> **TRECHO SELECIONADO**:
* * * * * * * * *

Se é verdade que partidos de centro e de direita no país ou
ignoraram a pauta LGBT ou abertamente se opõem historicamente a ela, isto não
apaga o fato de que, tardiamente em relação à esquerda, estes partidos têm cada
vez mais incluído grupos LGBTs em seus quadros (PSDB possui o
DiversidadeTucana) e têm proposto candidatos LGBTs (40% das candidaturas trans
em 2020 foram de partidos de direita).
Lembro aqui de James Baldwin, autor gay e negro que odiava
ser assim enquadrado (ou para ele reduzido). Escreveu em 1955: “Quando
negligenciamos, negamos, escamoteamos sua complexidade —que nada mais é do que
a inquietante complexidade que caracteriza todos nós—, somos diminuídos e
perecemos; é somente dentro dessa teia de ambiguidades e paradoxos, dessa fome,
desse perigo e dessa escuridão, que podemos encontrar ao mesmo tempo nós mesmos
e o poder que nos libertará de nós mesmos”.
Eduardo Leite nos lembra que sair do armário é um ato,
concomitantemente, pessoal e político: pessoal posto que corajoso e libertador,
político porque nos joga no mundo completos; o que fazemos com isso —normalizar
este mundo ou transformá-lo– é o que importa.

* * * * * * * * *

Entradas do conjunto de dados:
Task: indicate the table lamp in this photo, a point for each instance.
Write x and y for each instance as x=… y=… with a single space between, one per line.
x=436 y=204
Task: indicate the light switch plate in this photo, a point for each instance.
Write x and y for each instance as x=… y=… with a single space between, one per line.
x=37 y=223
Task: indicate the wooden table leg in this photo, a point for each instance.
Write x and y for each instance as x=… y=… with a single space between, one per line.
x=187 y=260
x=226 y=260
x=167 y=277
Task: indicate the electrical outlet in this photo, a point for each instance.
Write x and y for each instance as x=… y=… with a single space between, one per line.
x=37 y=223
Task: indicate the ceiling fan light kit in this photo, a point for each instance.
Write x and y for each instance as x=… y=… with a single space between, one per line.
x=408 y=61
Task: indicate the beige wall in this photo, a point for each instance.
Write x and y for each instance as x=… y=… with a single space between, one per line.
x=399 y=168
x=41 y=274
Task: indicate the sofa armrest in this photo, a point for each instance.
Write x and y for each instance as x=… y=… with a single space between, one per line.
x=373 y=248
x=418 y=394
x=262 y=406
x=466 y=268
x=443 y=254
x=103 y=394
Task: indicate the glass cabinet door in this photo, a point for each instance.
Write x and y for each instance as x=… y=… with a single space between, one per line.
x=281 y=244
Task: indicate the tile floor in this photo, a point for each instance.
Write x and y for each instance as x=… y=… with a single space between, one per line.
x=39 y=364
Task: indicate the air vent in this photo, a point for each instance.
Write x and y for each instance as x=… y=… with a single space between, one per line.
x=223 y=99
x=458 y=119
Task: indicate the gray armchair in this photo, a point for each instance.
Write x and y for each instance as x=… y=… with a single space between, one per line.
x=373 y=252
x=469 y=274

* * * * * * * * *

> **REQUISITOS**: Devolva, sem alterar nada, a parte do trecho selecionado que começa em "Lembro aqui de" e vai até "o que importa.".

> **RESPOSTA À TAREFA**:
Lembro aqui de James Baldwin, autor gay e negro que odiava
ser assim enquadrado (ou para ele reduzido). Escreveu em 1955: “Quando
negligenciamos, negamos, escamoteamos sua complexidade —que nada mais é do que
a inquietante complexidade que caracteriza todos nós—, somos diminuídos e
perecemos; é somente dentro dessa teia de ambiguidades e paradoxos, dessa fome,
desse perigo e dessa escuridão, que podemos encontrar ao mesmo tempo nós mesmos
e o poder que nos libertará de nós mesmos”.
Eduardo Leite nos lembra que sair do armário é um ato,
concomitantemente, pessoal e político: pessoal posto que corajoso e libertador,
político porque nos joga no mundo completos; o que fazemos com isso —normalizar
este mundo ou transformá-lo– é o que importa.